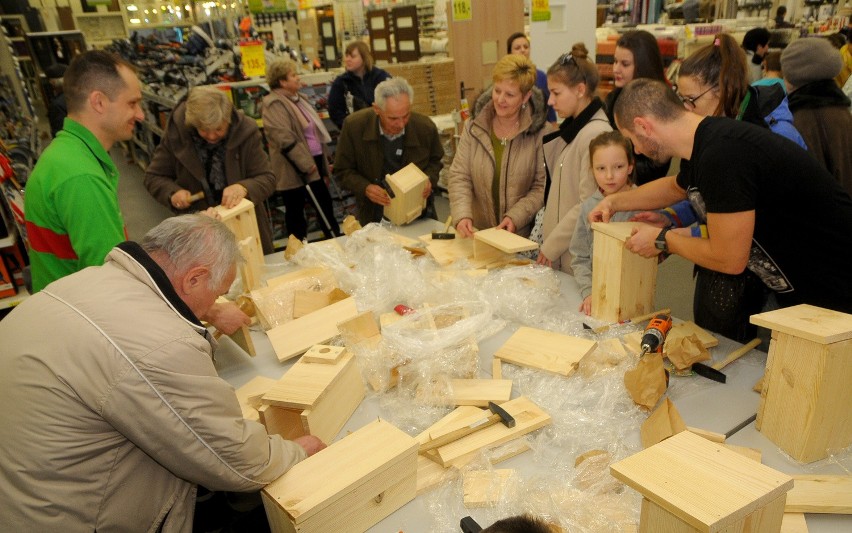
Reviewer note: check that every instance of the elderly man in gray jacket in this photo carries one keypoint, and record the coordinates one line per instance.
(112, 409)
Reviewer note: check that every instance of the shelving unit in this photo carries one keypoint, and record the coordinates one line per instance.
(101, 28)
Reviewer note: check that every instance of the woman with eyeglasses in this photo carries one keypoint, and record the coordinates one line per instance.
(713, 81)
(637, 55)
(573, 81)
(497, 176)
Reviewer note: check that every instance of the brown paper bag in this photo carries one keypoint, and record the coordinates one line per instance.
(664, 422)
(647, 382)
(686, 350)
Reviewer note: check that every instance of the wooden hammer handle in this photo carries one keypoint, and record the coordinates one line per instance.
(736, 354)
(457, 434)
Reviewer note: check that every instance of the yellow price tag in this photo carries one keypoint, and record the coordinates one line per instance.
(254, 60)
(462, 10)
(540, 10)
_____
> _TASK OBJECTIVE_:
Can you rewrite all the records above with "Reviewer note" replaced by "Annotator note", leaving everything else unchanged and omitting the pictures?

> _CORRECT OUTPUT_:
Annotator note: check that every instance of the elderly man in gray jacket in this photo carries one keypoint, and record the coordinates one line per instance.
(112, 409)
Annotator note: check that every instance of the shelving unit in this photo carries one keypoint, and record the coordinates one line per instance.
(101, 28)
Annotator note: check that every instance of the woman with eyeglasses in this photo carries one keypoint, and record the coordinates one line per instance.
(713, 81)
(637, 55)
(573, 81)
(497, 176)
Annotator note: check that every instance of the brown paper bag in this photo carries one keypoint, and record the coordinates one line per instance.
(664, 422)
(647, 382)
(686, 350)
Annotator note: check that every instance of the wooden hammer handle in this photo carries one keypoint, and record the coordinates one line per instance.
(736, 354)
(457, 434)
Annotator note: check that every instance of the yellow price tag in this photo carries one keypoint, and record the coordinates one line per instance.
(254, 60)
(462, 10)
(540, 10)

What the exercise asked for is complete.